## Problem to solve
Can you gather every line below that contains the string "Please"? Case counts.

Excerpts from point annotation records
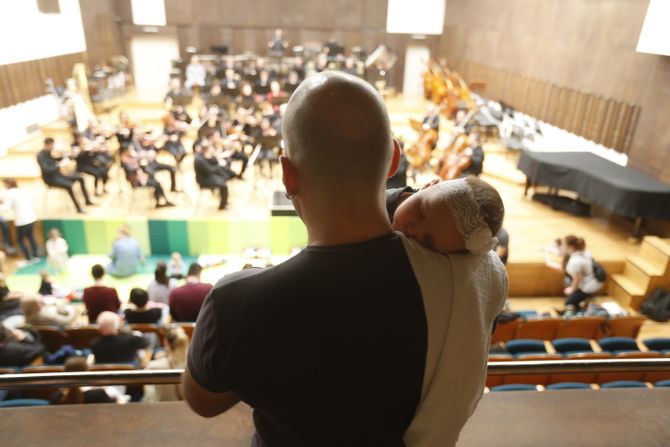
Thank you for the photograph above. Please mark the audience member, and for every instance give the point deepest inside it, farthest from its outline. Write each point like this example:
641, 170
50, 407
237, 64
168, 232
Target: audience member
---
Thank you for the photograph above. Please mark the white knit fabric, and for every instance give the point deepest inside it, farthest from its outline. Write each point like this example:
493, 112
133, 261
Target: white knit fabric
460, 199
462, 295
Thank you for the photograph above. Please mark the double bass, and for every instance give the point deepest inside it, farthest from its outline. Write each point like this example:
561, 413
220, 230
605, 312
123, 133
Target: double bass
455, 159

## Task solution
Thank you for the photograph above. Please mark the audience member, and for every instance give the point deepest inside it, farthest from its outline. Write each point like this example:
Thank you for the photograph above. Please mark the white knit fabric, and for every instance give the point deepest inside it, farthest from its outline. Write each point like this example:
Thank you for the photograph above. Please mark the double bass, and for every instance give the point deepest inside it, farthest from its outline. Write each point like this example:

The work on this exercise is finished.